JOB:
Which lines in the entries below contain the string "post" with the same letter case? Select each of those lines and copy it out in full.

Box annotations for photos
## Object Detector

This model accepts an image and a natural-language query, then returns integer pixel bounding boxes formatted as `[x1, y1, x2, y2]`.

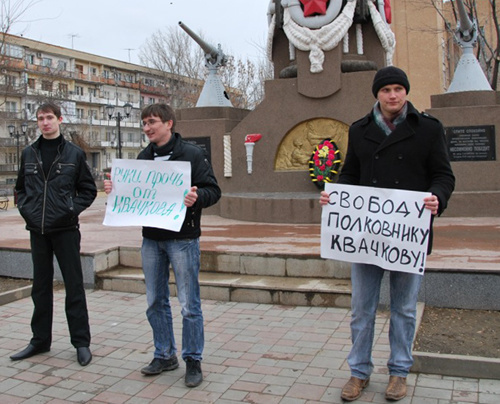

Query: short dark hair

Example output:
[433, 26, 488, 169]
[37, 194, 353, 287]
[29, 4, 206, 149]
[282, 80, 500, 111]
[141, 103, 177, 133]
[35, 101, 61, 119]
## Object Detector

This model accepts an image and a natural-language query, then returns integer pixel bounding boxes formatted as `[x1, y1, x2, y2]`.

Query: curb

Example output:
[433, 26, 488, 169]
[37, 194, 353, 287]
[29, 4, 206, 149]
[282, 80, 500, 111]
[411, 302, 500, 380]
[0, 285, 500, 380]
[0, 285, 31, 306]
[411, 352, 500, 380]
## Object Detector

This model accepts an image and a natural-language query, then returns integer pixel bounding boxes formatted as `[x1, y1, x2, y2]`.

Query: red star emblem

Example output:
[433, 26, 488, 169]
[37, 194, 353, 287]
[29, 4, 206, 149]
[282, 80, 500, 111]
[300, 0, 328, 17]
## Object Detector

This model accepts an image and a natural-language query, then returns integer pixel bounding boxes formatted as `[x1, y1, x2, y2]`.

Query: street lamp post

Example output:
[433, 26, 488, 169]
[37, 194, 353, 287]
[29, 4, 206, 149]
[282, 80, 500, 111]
[7, 122, 28, 173]
[106, 102, 132, 159]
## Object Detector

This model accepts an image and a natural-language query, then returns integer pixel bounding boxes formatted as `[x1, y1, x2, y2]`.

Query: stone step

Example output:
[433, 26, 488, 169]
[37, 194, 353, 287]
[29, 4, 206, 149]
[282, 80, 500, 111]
[96, 266, 351, 308]
[119, 247, 351, 279]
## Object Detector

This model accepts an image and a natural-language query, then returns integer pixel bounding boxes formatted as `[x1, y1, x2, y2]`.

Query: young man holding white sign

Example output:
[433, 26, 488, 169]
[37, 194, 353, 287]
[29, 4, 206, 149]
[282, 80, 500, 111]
[104, 104, 221, 387]
[320, 66, 455, 401]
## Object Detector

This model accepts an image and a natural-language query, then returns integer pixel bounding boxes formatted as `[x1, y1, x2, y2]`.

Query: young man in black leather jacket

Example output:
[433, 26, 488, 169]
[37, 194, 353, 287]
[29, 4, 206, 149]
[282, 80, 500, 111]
[10, 102, 97, 366]
[104, 104, 221, 387]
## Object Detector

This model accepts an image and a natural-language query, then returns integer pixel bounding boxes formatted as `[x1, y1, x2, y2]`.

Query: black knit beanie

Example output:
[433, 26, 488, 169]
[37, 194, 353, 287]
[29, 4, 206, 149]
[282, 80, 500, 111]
[372, 66, 410, 98]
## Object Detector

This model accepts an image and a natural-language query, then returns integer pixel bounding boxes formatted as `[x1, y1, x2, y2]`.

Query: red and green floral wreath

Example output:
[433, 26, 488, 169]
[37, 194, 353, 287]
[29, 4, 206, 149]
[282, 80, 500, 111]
[309, 139, 342, 189]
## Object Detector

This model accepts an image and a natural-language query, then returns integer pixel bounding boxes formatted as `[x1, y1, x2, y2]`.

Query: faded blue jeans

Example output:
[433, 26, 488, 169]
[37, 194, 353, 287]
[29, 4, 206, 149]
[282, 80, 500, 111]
[141, 238, 205, 360]
[347, 264, 423, 380]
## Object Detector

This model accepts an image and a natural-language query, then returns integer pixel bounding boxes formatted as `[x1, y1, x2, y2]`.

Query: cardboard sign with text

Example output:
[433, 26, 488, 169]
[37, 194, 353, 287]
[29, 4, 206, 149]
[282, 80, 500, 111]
[321, 184, 431, 275]
[103, 159, 191, 231]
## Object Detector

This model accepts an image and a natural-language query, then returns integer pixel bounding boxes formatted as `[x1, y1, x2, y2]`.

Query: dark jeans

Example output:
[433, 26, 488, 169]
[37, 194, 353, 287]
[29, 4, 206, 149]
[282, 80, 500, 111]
[30, 229, 90, 348]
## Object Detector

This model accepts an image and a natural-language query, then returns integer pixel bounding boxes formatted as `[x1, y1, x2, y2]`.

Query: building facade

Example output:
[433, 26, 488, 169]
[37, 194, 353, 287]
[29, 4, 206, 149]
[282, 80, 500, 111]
[0, 35, 203, 193]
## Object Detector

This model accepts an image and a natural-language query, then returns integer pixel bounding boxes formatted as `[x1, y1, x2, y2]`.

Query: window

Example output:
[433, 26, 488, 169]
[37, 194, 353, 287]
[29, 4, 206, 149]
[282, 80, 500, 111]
[26, 102, 35, 114]
[42, 80, 52, 91]
[59, 83, 68, 95]
[5, 101, 17, 112]
[5, 101, 17, 112]
[5, 74, 17, 87]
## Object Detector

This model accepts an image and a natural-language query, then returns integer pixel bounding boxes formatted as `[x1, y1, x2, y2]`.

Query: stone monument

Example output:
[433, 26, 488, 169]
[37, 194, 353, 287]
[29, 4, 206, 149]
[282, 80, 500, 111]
[428, 0, 500, 217]
[178, 0, 395, 223]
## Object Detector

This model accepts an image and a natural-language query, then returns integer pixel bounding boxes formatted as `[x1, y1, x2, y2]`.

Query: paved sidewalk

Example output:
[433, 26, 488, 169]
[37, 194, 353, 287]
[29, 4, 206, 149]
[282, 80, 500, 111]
[0, 290, 500, 404]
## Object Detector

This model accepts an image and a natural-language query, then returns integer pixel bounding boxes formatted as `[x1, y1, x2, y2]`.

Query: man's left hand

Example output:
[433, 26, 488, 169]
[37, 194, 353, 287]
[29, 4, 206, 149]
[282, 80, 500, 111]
[424, 195, 439, 215]
[184, 187, 198, 208]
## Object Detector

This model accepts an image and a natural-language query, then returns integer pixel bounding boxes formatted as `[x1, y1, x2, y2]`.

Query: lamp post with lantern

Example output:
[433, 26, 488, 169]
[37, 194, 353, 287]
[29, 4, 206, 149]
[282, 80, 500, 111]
[7, 122, 28, 173]
[106, 102, 132, 159]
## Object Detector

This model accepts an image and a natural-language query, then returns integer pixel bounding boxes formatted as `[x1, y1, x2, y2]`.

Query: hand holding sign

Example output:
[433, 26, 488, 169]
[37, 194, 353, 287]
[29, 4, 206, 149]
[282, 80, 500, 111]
[103, 159, 191, 231]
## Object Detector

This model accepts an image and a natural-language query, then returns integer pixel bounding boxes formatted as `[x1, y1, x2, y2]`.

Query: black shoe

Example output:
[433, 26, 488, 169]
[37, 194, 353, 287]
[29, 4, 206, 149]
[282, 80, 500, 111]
[76, 346, 92, 366]
[10, 344, 50, 361]
[184, 358, 203, 387]
[141, 356, 179, 376]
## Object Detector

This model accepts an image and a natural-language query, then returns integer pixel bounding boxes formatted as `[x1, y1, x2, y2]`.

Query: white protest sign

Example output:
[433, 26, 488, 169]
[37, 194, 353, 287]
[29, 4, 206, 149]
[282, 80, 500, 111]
[103, 159, 191, 231]
[321, 184, 431, 275]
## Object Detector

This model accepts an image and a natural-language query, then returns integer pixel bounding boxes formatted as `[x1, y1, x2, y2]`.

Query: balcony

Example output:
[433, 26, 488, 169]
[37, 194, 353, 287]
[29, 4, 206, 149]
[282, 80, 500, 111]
[0, 164, 17, 174]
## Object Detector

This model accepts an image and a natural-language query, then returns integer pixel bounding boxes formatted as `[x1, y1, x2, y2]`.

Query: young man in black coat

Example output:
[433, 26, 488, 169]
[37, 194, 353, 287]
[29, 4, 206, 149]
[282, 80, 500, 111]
[10, 102, 97, 366]
[320, 66, 455, 401]
[104, 104, 221, 387]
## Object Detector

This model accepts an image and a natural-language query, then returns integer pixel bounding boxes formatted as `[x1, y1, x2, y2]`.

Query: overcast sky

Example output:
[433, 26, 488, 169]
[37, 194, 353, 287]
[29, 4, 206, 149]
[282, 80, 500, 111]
[10, 0, 269, 64]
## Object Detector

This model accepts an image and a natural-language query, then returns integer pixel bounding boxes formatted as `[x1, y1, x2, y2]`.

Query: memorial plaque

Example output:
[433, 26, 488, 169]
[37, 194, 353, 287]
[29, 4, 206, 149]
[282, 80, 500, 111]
[183, 136, 212, 163]
[445, 125, 496, 161]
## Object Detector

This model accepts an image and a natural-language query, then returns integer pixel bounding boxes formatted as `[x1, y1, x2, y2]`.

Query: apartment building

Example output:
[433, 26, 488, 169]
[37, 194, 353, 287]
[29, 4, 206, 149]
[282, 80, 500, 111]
[0, 35, 203, 191]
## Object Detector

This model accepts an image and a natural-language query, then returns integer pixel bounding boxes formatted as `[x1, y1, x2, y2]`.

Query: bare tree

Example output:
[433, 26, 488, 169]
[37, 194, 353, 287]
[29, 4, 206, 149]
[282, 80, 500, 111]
[429, 0, 500, 90]
[0, 0, 40, 46]
[139, 27, 272, 109]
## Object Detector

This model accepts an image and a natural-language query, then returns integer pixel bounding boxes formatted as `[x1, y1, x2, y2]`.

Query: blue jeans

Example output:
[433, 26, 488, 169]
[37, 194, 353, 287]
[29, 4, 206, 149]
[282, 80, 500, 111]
[141, 238, 205, 360]
[347, 264, 422, 379]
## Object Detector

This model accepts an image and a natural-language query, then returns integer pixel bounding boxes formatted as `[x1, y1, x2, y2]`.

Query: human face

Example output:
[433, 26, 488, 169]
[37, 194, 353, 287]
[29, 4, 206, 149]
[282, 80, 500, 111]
[142, 116, 173, 147]
[37, 111, 62, 139]
[377, 84, 406, 120]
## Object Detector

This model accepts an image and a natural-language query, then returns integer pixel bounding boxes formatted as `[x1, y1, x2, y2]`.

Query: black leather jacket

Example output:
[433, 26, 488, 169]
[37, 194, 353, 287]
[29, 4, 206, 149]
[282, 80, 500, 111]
[137, 133, 221, 241]
[16, 135, 97, 234]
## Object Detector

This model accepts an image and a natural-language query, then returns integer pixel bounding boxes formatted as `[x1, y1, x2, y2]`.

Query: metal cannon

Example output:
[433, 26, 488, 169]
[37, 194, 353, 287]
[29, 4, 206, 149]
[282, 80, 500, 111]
[179, 21, 233, 107]
[179, 21, 227, 67]
[446, 0, 492, 93]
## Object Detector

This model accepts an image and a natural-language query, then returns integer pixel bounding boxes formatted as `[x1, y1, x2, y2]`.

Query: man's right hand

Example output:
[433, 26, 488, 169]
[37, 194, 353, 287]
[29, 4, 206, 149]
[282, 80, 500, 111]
[319, 191, 330, 206]
[104, 180, 113, 194]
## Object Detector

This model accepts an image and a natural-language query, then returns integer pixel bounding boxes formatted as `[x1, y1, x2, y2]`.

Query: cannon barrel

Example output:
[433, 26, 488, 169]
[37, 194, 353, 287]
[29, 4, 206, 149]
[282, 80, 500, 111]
[457, 0, 474, 41]
[179, 21, 219, 61]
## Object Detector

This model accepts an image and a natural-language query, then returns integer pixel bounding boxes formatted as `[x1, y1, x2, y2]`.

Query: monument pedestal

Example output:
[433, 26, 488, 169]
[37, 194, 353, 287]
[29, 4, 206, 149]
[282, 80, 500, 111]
[427, 91, 500, 217]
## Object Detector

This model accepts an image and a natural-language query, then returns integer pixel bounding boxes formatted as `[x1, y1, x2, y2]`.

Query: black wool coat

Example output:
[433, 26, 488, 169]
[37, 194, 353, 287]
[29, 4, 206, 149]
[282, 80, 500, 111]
[338, 102, 455, 252]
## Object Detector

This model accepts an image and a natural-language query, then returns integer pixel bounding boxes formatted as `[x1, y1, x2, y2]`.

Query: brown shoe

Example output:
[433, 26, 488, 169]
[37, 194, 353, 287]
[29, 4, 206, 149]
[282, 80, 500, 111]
[340, 377, 370, 401]
[385, 376, 406, 401]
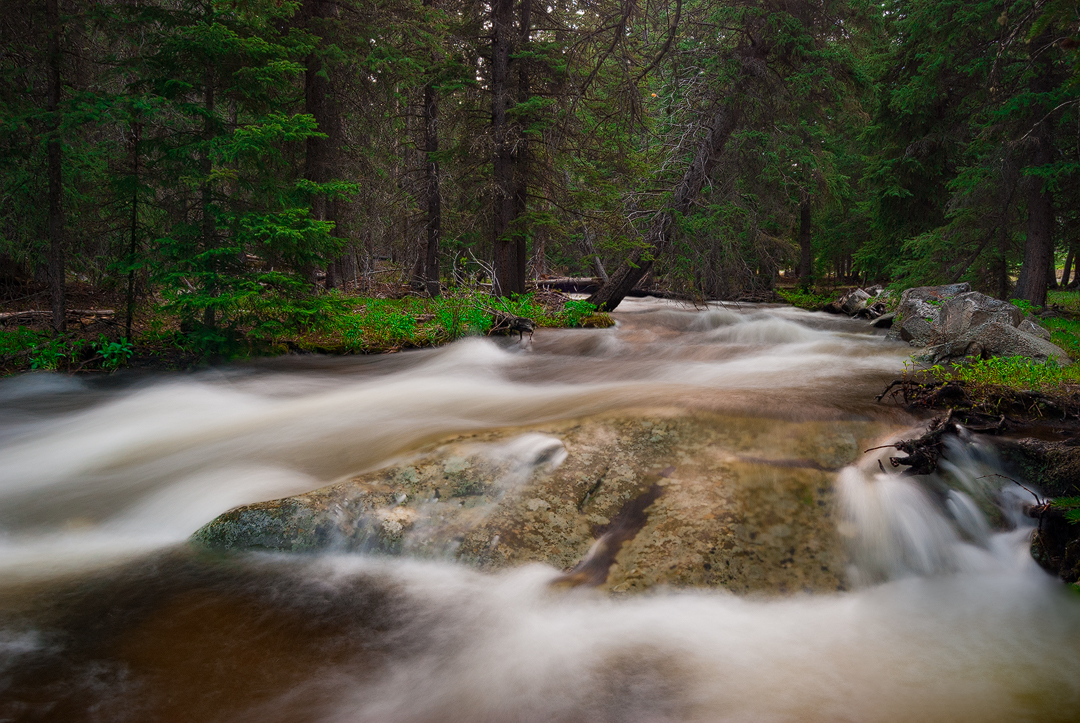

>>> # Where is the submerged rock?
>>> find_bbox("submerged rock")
[192,414,880,592]
[999,437,1080,583]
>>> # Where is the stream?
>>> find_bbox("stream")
[0,298,1080,723]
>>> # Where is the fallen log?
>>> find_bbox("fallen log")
[866,410,959,477]
[536,277,602,294]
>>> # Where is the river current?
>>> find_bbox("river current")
[0,299,1080,723]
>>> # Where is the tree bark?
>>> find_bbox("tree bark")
[45,0,67,334]
[799,199,813,286]
[1013,36,1054,306]
[302,0,346,289]
[423,0,443,298]
[491,0,516,296]
[124,122,143,339]
[511,0,532,294]
[589,45,767,311]
[199,64,217,329]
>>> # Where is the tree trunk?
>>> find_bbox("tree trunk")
[45,0,67,334]
[799,199,813,286]
[998,218,1009,300]
[302,0,346,289]
[589,46,765,311]
[423,24,443,298]
[491,0,516,296]
[199,64,217,329]
[1013,36,1054,306]
[511,0,532,294]
[124,123,143,339]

WRITTEN ANSWER:
Query: street lamp post
Query: lamp post with lantern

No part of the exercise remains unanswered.